DATA RECORDS –
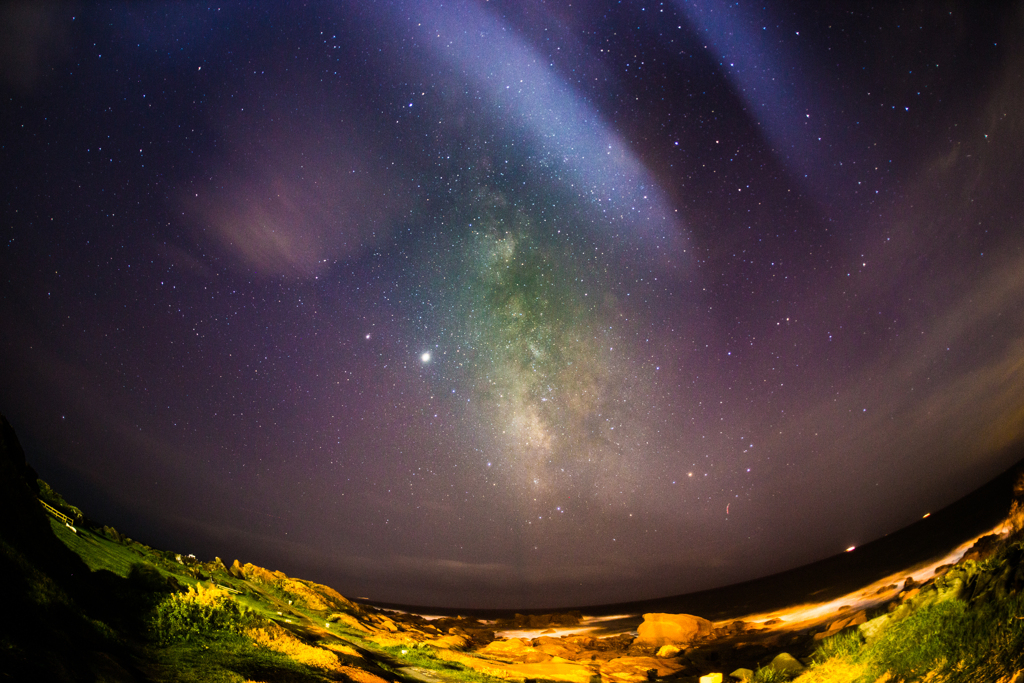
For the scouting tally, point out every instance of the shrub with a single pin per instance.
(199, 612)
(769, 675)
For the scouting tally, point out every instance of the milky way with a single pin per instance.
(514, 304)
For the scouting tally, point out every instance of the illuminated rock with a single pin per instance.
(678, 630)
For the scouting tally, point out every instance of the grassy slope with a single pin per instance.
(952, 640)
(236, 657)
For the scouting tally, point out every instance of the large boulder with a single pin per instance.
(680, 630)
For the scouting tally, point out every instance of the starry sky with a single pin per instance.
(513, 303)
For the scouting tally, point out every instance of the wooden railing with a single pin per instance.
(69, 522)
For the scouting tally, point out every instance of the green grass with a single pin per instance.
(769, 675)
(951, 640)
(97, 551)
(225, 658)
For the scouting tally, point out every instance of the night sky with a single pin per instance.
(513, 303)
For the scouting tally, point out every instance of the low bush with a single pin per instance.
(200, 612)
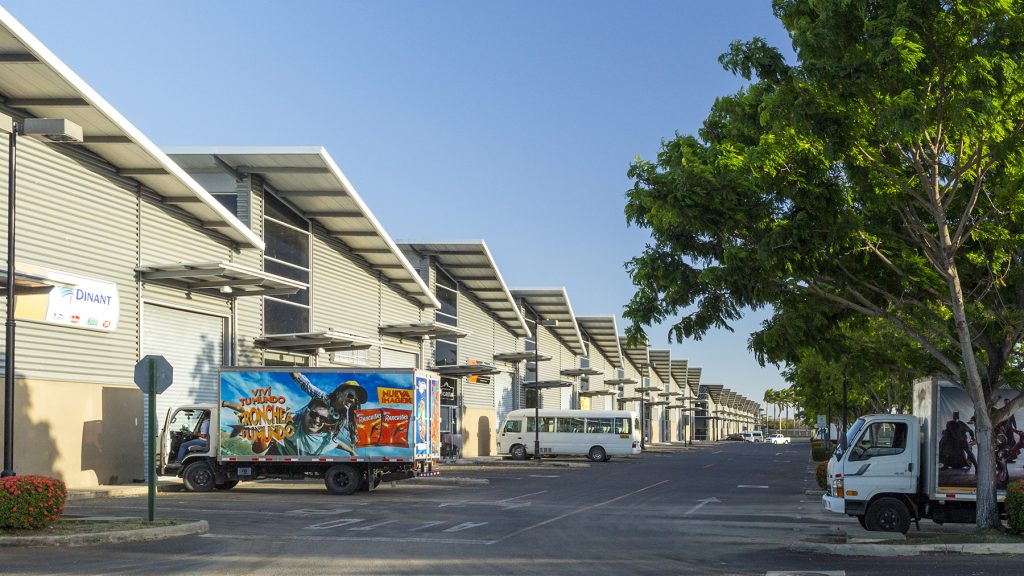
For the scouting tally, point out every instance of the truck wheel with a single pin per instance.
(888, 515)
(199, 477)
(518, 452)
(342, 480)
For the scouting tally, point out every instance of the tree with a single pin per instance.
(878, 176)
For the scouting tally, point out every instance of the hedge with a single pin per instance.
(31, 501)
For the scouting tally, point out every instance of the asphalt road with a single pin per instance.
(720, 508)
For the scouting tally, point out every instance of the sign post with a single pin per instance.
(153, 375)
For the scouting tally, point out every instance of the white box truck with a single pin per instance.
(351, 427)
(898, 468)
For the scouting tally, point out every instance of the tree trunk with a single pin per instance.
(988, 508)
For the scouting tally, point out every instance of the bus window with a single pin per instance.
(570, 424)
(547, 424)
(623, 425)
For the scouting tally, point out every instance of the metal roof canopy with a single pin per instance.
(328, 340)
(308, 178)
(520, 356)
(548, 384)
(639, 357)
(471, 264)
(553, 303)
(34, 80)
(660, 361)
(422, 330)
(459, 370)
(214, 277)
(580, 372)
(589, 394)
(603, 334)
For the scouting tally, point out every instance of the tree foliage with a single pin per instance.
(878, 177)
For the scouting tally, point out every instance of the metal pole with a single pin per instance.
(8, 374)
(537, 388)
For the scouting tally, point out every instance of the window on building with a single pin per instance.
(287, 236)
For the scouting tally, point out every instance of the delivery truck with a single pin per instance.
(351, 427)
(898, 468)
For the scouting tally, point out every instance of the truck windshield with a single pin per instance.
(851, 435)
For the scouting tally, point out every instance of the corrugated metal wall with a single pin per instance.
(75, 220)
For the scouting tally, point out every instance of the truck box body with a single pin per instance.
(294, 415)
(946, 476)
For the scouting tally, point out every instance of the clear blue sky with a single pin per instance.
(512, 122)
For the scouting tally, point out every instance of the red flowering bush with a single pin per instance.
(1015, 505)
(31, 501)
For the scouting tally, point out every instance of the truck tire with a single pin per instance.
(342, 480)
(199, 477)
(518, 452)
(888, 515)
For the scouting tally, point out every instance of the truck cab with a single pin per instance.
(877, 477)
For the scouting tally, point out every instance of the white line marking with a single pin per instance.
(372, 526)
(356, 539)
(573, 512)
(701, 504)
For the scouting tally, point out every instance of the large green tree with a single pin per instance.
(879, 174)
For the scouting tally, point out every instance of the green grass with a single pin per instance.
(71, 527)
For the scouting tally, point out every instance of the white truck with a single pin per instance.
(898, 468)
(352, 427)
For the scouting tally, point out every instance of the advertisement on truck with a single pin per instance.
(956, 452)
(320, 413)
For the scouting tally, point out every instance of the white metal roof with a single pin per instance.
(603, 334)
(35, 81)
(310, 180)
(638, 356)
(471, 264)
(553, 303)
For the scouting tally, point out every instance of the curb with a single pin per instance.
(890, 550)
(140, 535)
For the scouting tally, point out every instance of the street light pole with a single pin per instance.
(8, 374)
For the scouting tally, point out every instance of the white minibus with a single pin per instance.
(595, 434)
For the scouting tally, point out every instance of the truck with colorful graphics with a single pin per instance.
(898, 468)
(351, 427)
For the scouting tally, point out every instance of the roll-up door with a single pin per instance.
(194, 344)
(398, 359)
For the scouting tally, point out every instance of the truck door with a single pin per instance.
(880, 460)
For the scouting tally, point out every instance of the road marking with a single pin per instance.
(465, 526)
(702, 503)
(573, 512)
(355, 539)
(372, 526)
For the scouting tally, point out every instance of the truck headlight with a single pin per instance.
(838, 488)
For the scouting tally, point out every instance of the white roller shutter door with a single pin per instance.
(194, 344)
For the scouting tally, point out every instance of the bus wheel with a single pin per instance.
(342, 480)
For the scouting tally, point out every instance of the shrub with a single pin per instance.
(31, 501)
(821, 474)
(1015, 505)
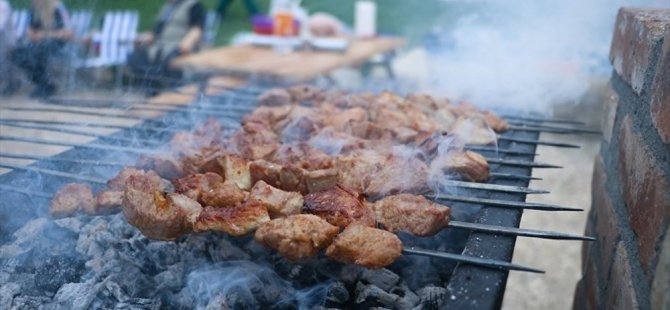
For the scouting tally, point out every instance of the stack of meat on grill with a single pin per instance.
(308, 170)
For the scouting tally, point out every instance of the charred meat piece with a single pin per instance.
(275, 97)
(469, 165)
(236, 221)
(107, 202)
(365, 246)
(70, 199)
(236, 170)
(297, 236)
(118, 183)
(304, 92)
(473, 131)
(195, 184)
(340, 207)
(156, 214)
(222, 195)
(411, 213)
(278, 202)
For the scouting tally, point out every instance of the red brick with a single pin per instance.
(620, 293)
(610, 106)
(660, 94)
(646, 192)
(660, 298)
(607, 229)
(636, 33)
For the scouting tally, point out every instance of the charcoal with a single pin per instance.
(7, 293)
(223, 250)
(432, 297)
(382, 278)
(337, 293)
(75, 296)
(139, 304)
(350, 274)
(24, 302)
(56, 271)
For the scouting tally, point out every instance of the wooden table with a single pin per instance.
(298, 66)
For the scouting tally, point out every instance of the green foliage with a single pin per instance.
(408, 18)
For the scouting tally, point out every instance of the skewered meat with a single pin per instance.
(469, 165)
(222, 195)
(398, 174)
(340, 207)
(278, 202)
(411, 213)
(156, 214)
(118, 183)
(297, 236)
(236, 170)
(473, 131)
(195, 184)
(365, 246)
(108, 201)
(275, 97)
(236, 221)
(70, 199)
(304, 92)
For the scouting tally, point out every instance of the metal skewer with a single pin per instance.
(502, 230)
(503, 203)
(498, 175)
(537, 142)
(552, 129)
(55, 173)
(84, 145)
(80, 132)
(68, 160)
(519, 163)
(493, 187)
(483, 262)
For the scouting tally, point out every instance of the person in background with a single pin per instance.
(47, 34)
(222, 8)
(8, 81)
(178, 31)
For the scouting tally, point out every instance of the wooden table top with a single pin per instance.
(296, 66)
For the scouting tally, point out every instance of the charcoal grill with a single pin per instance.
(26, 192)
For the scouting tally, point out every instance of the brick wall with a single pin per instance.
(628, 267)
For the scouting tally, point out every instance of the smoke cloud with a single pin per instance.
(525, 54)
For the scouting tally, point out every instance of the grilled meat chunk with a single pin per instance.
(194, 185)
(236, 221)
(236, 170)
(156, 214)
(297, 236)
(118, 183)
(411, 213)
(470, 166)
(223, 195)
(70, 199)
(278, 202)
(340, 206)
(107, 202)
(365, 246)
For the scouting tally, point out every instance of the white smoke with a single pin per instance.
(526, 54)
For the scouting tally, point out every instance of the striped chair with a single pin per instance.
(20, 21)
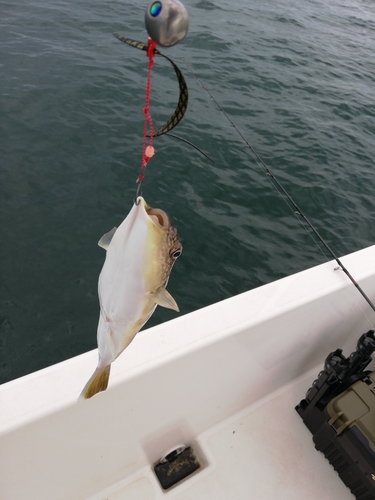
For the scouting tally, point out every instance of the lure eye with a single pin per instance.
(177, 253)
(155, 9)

TASK TO CARRY OUT –
Give back the full listing verbatim, skipping each picture.

RESULT OF THIS TASK –
For the scouting tally, point out every instance of the shrub with a single pin per instance.
(199, 612)
(769, 675)
For the scouting tally, point out every instance of the milky way with a single pin per instance.
(514, 304)
For the scouting tally, point out every instance of the illuminated rock with a single pin per instance.
(678, 630)
For the scouting tally, point out every instance of the grassy slope with a single pin per instance.
(952, 640)
(236, 657)
For the scouting tally, point out every instance of the large boulder with a single pin per instance.
(680, 630)
For the scouting tally, point out every instance of the starry sky with a single pin per instance.
(513, 303)
For the scouting tally, point out every instance of the wooden railing with a single pin per instance.
(69, 522)
For the scouting tally, point out every instance of the green grass with a single pin per instance.
(769, 675)
(951, 640)
(97, 551)
(225, 658)
For the scouting tally, point out every instance of the night sky with a single pin per instance.
(513, 303)
For the scouting tally, point out every instance of the low bush with a single pin per instance.
(200, 612)
For the scouting tally, point out every instance of the truck wheel with a single pin per instance.
(888, 515)
(199, 477)
(518, 452)
(342, 480)
For the scouting tally, point out every instance of the tree with a single pin per instance.
(878, 176)
For the scouting tally, point out every instance of the hedge with a single pin per instance.
(31, 501)
For the scouting tally, point out every instance of the asphalt road with a single pin per instance.
(720, 508)
For the scouting tally, point out every instance of the sign post with a single pin per instance.
(153, 375)
For the scouting tally, point out every instance of the white box truck with a single pin per instance.
(351, 427)
(898, 468)
For the scouting tally, point out every instance of the tree trunk with a single pin per instance.
(988, 508)
For the scouting tally, point out every instance of the bus window with a single pin per instance.
(570, 424)
(547, 424)
(623, 425)
For the scouting tally, point out every instance of the metal roof canopy with a single pin per instance.
(328, 340)
(308, 178)
(520, 356)
(548, 384)
(639, 357)
(471, 264)
(553, 303)
(34, 80)
(660, 361)
(422, 330)
(459, 370)
(214, 277)
(580, 372)
(589, 394)
(603, 334)
For the scouting tally, point out every instance of the tree foliage with a single pin per instance.
(878, 177)
For the scouting tally, point out every instance of the metal pole with a single pin per instance.
(8, 374)
(537, 388)
For the scouting tally, point out every instance of the window on building with a single pin per instance.
(287, 236)
For the scouting tally, point out every instance of the delivery truck with a single pin per instance.
(351, 427)
(898, 468)
For the scouting tally, point out every instance of the truck windshield with a single pin per instance.
(851, 435)
For the scouting tally, point out every instance of the corrugated metal wall with a single pin per instance.
(75, 220)
For the scouting tally, point out every instance of the truck box body with a single pin per instance.
(294, 415)
(946, 476)
For the scouting tally, point out every instance of the clear blue sky with a single pin per instance.
(512, 122)
For the scouting tally, point out every instance of the red flowering bush with a single pin per instance.
(1015, 505)
(31, 501)
For the scouting tally, point out every instance of the truck tire with a single pin per instance.
(342, 480)
(199, 477)
(518, 452)
(888, 515)
For the scouting tally, point out every instance of the truck cab with a single pin per instance.
(877, 477)
For the scouting tally, point out every instance of the white line marking with a single pin per instance.
(372, 526)
(356, 539)
(573, 512)
(701, 504)
For the scouting tally, point out every instance of the large green tree with a single pin per instance.
(879, 174)
For the scouting tally, point out every instance of the green grass with a single pin per instance.
(71, 527)
For the scouting tally, point out every instance of the white truck with a single pin per instance.
(898, 468)
(352, 427)
For the scouting tally, point out every instance of the advertisement on truck with a single pin per instance.
(956, 452)
(320, 413)
For the scouting tally, point out every instance of the white metal roof with a single pin per instance.
(603, 334)
(35, 81)
(310, 180)
(638, 356)
(471, 264)
(553, 303)
For the scouting tally, point out every instance of the curb with a single pin per instance.
(890, 550)
(140, 535)
For the scouting tally, point out every instance of the street light pole with a single pin per instance.
(8, 374)
For the scouting tally, point out every instance of the white minibus with a single pin per instance.
(595, 434)
For the scouting tally, point out every instance of the truck with colorful graphics with a single pin per instance.
(898, 468)
(351, 427)
For the scouting tally, point out every instance of the roll-up door with a single pin per instance.
(194, 344)
(398, 359)
For the scouting tally, point out every instance of the truck door with a single pin per instance.
(880, 460)
For the scouting tally, point out every instance of the road marking with a single pin per instance.
(465, 526)
(702, 503)
(573, 512)
(355, 539)
(372, 526)
For the scouting tally, point out every instance of the truck headlight with a single pin per instance.
(838, 488)
For the scouting tally, point out every instance of the white roller shutter door with a single pin per instance.
(194, 344)
For the scouting tally, point out every instance of the bus wheel with a single pin per instance.
(342, 480)
For the scouting tally, point out every instance of the shrub with a single pin per instance.
(31, 501)
(821, 474)
(1015, 505)
For the scouting tally, point out every instance of the stack of meat on grill with a single pin per instance.
(308, 170)
For the scouting tally, point out every instance of the charred meat piece with a single pin per instance.
(275, 97)
(469, 165)
(236, 221)
(107, 202)
(365, 246)
(70, 199)
(236, 170)
(297, 236)
(118, 183)
(304, 92)
(473, 131)
(195, 184)
(340, 207)
(156, 214)
(222, 195)
(411, 213)
(278, 202)
For the scouting tally, point out every instance of the red brick with a single pin per instance.
(620, 293)
(610, 106)
(660, 94)
(646, 192)
(660, 298)
(607, 229)
(636, 33)
For the scouting tally, point out every instance of the charcoal with a single pin per instance.
(7, 293)
(223, 250)
(432, 297)
(382, 278)
(337, 293)
(75, 296)
(139, 304)
(350, 274)
(24, 302)
(56, 271)
For the scouting tally, point out every instance of the wooden table with a single pin per instance.
(298, 66)
For the scouting tally, point out every instance of the green foliage with a single pin per instance.
(408, 18)
For the scouting tally, point out every instance of the skewered meat with a single pin per instance.
(469, 165)
(222, 195)
(398, 174)
(340, 207)
(278, 202)
(411, 213)
(156, 214)
(118, 183)
(297, 236)
(236, 170)
(473, 131)
(195, 184)
(365, 246)
(108, 201)
(275, 97)
(236, 221)
(70, 199)
(304, 92)
For the scouting tally, point out every instance of the metal skewer with a single pin per instance.
(502, 230)
(503, 203)
(498, 175)
(537, 142)
(552, 129)
(55, 173)
(84, 145)
(80, 132)
(68, 160)
(519, 163)
(493, 187)
(483, 262)
For the scouting tally, point out every instance of the person in background with a single pin per instance.
(47, 34)
(222, 8)
(8, 81)
(178, 31)
For the scouting tally, point out every instance of the wooden table top with a single pin per instance.
(296, 66)
For the scouting tally, point out every instance of the charcoal grill with a single pin per instance.
(26, 192)
For the scouting tally, point out every instance of the brick wall with a single pin per instance.
(628, 267)
For the scouting tally, point out every instance of the smoke cloud with a single pin per instance.
(525, 54)
For the scouting tally, point out every instance of the grilled meat chunk with a single pin per instance.
(194, 185)
(236, 221)
(236, 170)
(156, 214)
(297, 236)
(118, 183)
(411, 213)
(470, 166)
(223, 195)
(70, 199)
(278, 202)
(340, 206)
(107, 202)
(365, 246)
For the scouting tally, point out every instance of the white smoke with a single pin per instance.
(526, 54)
For the scouting tally, point out every instance of the striped chair with a single pin per instance.
(20, 21)
For the scouting tally, point out every instance of the lure eye with a single pin per instance.
(177, 253)
(155, 9)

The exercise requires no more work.